**Task requirements**
a - According to the xts blog post, who wrote the new plot.xts()?
b - Repeat word for word the part of the xts blog post starting at "Do note that" and ending at "on xts objects!".
c - Carry on writing the xts blog post, picking up after its final sentence.

Friday, July 7, 2017

xts 0.10-0 on CRAN!

A new, and long overdue, release of xts is now on CRAN!  The major change is the completely new plot.xts() written by Michael Weylandt and Ross Bennett, and which is based on Jeff Ryan's quantmod::chart_Series code.

Do note that the new plot.xts() includes breaking changes to the original (and rather limited) plot.xts().  However, we believe the new functionality more than compensates for the potential one-time inconvenience.  And I will no longer have to tell people that I use plot.zoo() on xts objects!

This release also includes more bug fixes than you can shake a stick at.  We squashed several bugs that could have crashed your R session.  We also fixed some (always pesky and tricky) timezone issues.  We've also done more sanity checking (e.g. for NA in the index), and provide more informative errors when things aren't right.  And last, but not least, unit tests are running again!

I'm sure you were hoping to see some examples of the new plot.xts() functionality.  Rather than clutter up this blog post with code, check out the basic examples, and the panel functionality examples that Ross Bennett created.

I'm looking forward to your questions and feedback!  If you have a question, please ask on Stack  Overflow and use the [r] and [xts] tags.  Or you can send an email to the R-SIG-Finance
mailing list (you must subscribe to post).  Open an issue on GitHub if you find a bug or want to request a feature, but please read the contributing guide first!

Wednesday, June 21, 2017

Importing and Managing Financial Data

I'm excited to announce my DataCamp course on importing and managing financial data in R! I'm also honored that it is included in DataCamp's Quantitative Analyst with R Career Track!

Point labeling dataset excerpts
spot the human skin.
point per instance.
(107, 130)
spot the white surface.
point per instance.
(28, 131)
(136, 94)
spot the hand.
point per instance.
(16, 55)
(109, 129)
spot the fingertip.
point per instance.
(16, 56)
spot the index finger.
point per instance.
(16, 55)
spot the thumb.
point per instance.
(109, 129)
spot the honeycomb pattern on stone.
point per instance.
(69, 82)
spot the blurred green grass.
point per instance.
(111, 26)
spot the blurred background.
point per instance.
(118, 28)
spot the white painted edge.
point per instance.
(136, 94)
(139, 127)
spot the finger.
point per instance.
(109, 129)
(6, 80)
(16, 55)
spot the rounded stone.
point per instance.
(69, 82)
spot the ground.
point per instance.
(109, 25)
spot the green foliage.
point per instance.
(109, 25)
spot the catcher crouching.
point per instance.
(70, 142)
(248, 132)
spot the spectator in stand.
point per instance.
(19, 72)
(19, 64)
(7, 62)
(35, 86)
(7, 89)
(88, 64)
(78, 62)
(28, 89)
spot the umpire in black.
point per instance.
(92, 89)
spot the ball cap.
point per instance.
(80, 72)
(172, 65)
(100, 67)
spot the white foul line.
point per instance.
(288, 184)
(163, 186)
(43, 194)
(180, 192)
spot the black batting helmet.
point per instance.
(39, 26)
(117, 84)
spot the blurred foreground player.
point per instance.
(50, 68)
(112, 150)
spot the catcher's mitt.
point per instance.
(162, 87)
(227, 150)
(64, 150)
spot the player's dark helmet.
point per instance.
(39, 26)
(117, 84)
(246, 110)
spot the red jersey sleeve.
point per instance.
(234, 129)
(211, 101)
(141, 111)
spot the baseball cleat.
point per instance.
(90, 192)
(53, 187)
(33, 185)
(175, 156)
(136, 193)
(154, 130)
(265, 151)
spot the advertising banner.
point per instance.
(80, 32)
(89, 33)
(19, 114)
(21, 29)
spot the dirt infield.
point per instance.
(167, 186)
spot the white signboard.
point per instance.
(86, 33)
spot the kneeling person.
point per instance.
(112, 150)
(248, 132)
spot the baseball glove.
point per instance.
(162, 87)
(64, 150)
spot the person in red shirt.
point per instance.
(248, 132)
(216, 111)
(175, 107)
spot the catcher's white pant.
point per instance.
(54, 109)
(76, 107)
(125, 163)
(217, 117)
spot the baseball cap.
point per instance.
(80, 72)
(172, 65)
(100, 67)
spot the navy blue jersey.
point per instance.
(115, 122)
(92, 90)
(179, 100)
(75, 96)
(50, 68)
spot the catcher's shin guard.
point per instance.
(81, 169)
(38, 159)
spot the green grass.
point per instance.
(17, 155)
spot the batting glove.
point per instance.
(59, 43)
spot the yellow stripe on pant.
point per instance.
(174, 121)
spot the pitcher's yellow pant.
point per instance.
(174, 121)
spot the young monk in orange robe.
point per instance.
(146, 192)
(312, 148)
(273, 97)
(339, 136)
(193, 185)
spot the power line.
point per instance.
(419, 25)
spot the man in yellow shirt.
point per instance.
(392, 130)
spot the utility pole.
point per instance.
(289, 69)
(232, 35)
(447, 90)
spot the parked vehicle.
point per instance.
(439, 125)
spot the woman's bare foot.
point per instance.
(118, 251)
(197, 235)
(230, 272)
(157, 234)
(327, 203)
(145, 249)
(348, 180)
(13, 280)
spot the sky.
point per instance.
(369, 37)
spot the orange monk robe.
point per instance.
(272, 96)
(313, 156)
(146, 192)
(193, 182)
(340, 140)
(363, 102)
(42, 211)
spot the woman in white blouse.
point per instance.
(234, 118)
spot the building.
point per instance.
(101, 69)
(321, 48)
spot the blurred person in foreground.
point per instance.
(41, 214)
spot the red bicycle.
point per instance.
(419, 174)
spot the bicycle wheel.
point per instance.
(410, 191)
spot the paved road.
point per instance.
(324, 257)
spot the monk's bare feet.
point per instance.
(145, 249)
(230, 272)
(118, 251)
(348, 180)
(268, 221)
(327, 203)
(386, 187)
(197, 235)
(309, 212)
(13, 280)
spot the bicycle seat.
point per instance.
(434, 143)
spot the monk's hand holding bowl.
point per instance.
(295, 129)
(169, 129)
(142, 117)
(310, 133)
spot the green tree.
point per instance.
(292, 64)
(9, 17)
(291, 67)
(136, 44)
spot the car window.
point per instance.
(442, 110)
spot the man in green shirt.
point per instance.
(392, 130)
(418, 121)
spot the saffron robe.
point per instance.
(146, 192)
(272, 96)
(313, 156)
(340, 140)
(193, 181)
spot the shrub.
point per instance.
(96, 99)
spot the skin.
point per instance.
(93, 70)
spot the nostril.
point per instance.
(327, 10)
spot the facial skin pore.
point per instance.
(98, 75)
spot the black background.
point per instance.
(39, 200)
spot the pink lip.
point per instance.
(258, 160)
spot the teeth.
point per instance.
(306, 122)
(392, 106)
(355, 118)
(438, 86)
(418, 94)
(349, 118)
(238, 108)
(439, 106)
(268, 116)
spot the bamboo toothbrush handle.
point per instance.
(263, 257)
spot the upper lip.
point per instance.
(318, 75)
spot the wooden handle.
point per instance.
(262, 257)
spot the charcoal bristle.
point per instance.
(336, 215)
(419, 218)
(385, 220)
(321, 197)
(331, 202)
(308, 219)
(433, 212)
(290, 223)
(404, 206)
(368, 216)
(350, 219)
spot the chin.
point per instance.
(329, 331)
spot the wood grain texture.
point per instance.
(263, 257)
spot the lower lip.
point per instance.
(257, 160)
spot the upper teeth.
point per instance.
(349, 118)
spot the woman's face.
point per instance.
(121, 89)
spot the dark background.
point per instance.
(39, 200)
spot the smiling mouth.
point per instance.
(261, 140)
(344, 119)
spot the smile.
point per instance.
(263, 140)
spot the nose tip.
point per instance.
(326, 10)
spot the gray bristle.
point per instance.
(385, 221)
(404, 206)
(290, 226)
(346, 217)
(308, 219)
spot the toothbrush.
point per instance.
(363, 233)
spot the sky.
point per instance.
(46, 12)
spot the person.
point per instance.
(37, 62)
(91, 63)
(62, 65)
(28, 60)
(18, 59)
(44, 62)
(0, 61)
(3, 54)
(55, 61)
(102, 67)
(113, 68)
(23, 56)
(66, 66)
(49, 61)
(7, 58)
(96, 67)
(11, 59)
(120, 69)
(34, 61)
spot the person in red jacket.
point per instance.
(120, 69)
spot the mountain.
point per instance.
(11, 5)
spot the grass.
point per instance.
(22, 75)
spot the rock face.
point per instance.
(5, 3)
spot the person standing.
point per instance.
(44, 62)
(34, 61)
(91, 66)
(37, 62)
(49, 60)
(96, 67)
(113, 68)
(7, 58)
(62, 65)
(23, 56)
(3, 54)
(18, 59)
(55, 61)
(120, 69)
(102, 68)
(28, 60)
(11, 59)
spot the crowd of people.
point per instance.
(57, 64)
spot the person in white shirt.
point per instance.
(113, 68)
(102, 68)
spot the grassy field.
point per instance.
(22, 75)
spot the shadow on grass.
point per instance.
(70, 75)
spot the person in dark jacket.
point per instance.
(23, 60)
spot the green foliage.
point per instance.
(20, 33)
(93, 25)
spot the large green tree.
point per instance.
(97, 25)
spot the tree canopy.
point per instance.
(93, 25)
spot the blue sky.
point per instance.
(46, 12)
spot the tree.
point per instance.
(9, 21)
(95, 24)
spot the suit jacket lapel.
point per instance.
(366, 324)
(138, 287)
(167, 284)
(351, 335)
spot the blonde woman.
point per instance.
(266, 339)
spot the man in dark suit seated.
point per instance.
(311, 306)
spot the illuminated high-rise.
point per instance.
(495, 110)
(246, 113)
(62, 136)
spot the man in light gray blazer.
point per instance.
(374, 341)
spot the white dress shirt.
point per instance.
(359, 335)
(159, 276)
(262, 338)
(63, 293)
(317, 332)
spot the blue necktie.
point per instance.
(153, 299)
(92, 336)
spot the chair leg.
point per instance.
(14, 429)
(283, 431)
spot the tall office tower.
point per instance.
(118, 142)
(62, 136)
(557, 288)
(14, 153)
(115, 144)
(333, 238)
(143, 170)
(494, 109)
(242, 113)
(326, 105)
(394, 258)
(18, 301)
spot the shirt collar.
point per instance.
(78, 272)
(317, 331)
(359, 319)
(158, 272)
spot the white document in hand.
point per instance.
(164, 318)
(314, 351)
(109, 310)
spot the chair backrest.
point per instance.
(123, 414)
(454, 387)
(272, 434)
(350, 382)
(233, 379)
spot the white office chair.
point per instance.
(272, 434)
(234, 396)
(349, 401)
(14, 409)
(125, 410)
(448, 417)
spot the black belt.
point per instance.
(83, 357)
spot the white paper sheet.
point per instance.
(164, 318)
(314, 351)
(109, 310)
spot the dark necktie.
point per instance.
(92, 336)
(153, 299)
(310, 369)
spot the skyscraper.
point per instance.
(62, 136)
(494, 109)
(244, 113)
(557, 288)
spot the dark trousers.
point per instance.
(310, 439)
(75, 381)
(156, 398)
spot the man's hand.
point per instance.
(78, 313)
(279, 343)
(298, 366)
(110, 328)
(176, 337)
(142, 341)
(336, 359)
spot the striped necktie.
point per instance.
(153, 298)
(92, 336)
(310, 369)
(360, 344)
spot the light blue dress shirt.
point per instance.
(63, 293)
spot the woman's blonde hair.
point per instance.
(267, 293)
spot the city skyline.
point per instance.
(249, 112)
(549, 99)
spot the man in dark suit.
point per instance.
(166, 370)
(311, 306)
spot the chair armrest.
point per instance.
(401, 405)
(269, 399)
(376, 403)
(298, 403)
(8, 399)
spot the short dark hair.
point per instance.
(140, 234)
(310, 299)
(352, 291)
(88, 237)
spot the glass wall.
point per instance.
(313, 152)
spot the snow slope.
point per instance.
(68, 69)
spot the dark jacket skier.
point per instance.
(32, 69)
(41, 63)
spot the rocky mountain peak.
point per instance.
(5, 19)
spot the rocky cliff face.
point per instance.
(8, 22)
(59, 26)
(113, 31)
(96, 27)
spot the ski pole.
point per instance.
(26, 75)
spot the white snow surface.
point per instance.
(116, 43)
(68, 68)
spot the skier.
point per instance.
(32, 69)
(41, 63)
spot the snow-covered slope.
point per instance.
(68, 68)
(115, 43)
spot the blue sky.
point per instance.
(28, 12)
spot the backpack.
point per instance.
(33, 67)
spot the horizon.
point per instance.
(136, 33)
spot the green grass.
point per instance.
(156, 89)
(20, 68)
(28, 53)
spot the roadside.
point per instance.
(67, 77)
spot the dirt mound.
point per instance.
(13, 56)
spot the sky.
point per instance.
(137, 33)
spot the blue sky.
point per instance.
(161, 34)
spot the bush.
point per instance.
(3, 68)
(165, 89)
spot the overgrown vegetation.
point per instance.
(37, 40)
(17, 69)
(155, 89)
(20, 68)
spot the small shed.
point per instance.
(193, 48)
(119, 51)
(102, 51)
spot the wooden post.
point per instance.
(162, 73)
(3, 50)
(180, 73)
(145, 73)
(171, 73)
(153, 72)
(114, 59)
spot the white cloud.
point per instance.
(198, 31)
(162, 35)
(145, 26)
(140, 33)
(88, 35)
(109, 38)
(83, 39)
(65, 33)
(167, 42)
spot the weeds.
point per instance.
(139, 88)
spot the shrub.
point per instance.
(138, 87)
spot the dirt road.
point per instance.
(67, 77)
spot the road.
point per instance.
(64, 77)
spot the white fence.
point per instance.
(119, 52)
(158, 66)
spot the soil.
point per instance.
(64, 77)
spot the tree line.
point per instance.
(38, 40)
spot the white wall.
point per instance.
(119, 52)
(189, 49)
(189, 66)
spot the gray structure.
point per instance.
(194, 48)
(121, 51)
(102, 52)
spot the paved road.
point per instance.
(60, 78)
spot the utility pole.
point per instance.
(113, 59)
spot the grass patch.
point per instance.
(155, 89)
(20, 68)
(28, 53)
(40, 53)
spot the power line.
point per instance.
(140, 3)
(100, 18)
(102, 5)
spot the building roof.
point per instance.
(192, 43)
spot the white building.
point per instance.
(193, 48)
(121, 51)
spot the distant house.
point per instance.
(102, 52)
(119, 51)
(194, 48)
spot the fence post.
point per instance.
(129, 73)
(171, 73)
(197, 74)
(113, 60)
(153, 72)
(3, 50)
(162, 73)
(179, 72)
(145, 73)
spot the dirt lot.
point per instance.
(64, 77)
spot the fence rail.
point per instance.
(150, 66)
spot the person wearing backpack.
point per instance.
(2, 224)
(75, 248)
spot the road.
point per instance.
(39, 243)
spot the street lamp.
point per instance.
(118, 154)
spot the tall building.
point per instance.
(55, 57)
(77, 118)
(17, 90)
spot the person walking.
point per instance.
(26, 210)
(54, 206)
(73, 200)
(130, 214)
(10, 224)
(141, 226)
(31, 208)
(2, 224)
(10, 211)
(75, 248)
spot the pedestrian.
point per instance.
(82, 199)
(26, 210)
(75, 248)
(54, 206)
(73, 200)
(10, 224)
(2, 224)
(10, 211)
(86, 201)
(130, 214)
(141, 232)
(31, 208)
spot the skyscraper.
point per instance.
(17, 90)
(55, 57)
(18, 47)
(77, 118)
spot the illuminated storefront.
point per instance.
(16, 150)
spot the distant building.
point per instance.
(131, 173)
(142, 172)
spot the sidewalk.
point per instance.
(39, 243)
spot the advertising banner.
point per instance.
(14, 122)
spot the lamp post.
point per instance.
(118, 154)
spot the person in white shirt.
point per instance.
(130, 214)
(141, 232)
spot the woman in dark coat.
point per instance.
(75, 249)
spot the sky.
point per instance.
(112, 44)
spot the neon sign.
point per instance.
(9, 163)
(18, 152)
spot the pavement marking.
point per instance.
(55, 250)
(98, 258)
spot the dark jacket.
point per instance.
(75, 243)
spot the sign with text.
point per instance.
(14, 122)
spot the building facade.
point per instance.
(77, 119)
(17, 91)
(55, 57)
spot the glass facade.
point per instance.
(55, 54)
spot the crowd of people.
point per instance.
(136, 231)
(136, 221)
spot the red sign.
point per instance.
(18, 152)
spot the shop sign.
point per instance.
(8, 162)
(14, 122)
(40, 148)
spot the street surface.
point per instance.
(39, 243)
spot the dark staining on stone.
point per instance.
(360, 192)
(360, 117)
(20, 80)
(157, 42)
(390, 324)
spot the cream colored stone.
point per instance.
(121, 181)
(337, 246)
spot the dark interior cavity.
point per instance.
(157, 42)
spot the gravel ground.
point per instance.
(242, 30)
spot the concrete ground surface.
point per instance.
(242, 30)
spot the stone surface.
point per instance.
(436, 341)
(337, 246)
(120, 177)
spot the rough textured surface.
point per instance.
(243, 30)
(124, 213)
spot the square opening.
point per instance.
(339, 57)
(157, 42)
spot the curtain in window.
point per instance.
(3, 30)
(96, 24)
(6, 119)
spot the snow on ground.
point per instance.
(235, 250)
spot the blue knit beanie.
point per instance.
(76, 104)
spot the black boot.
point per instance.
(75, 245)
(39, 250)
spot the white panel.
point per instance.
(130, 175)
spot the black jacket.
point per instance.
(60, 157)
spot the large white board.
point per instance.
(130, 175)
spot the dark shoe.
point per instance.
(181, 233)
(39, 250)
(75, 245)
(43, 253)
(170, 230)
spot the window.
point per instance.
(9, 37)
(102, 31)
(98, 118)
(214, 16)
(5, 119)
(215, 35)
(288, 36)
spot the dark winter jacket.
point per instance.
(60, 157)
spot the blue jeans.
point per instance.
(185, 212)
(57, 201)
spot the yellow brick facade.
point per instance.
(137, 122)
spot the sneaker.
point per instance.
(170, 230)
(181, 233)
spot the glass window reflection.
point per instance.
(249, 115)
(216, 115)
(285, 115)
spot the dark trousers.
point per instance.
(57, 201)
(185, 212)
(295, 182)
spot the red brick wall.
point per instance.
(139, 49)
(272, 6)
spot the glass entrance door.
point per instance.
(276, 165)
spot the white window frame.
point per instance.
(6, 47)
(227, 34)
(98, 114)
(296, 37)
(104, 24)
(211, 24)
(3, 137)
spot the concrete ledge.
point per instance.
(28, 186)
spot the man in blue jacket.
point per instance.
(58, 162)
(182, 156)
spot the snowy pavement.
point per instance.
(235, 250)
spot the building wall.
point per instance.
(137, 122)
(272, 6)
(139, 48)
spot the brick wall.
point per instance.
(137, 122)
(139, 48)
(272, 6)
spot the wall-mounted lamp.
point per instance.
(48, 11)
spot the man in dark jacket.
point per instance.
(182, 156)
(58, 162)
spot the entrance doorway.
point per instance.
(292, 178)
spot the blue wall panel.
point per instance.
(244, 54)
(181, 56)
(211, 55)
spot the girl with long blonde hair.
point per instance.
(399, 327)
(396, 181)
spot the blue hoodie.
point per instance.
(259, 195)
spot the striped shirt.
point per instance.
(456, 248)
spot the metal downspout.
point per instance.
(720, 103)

**Responses for each task**
a - Michael Weylandt and Ross Bennett.

b -
Do note that the new plot.xts() includes breaking changes to the original (and rather limited) plot.xts().  However, we believe the new functionality more than compensates for the potential one-time inconvenience.  And I will no longer have to tell people that I use plot.zoo() on xts objects!

c -
You can explore the first chapter for free, so be sure to check it out!

Course Description

Financial and economic time series data come in various shapes, sizes, and periodicities. Getting the data into R can be stressful and time-consuming, especially when you need to merge data from several different sources into one data set. This course covers importing data from local files as well as from internet sources.

Course Outline

Chapter 1: Introduction and downloading data
A wealth of financial and economic data are available online. Learn how getSymbols() and Quandl() make it easy to access data from a variety of sources.

Chapter 2: Extracting and transforming data
You've learned how to import data from online sources, now it's time to see how to extract columns from the imported data. After you've learned how to extract columns from a single object, you will explore how to import, transform, and extract data from multiple instruments.

Chapter 3: Managing data from multiple sources
Learn how to simplify and streamline your workflow by taking advantage of the ability to customize default arguments to getSymbols(). You will see how to customize defaults by data source, and then how to customize defaults by symbol. You will also learn how to handle problematic instrument symbols

Chapter 4: Aligning data with different periodicities
You've learned how to import, extract, and transform data from multiple data sources. You often have to manipulate data from different sources in order to combine them into a single data set. First, you will learn how to convert sparse, irregular data into a regular series. Then you will review how to aggregate dense data to a lower frequency. Finally, you will learn how to handle issues with intra-day data.

Chapter 5: Importing text data, and adjusting for corporate actions
You've learned the core workflow of importing and manipulating financial data. Now you will see how to import data from text files of various formats. Then you will learn how to check data for weirdness and handle missing values. Finally, you will learn how to adjust stock prices for splits and dividends.

Wednesday, June 7, 2017

quantmod 0.4-9 on CRAN

A new release of quantmod is now on CRAN! The only change was to address changes to Yahoo! Finance and their effects on getSymbols.yahoo().  GitHub issue #157 contains some details about the fix implementation.

Unfortunately, the URL wasn't the only thing that changed.  The actual data available for download changed as well.

The most noticeable difference is that the adjusted close column is no longer dividend-adjusted (i.e. it's only split-adjusted).  Also, only the close price is unadjusted; the open, high, and low are split-adjusted.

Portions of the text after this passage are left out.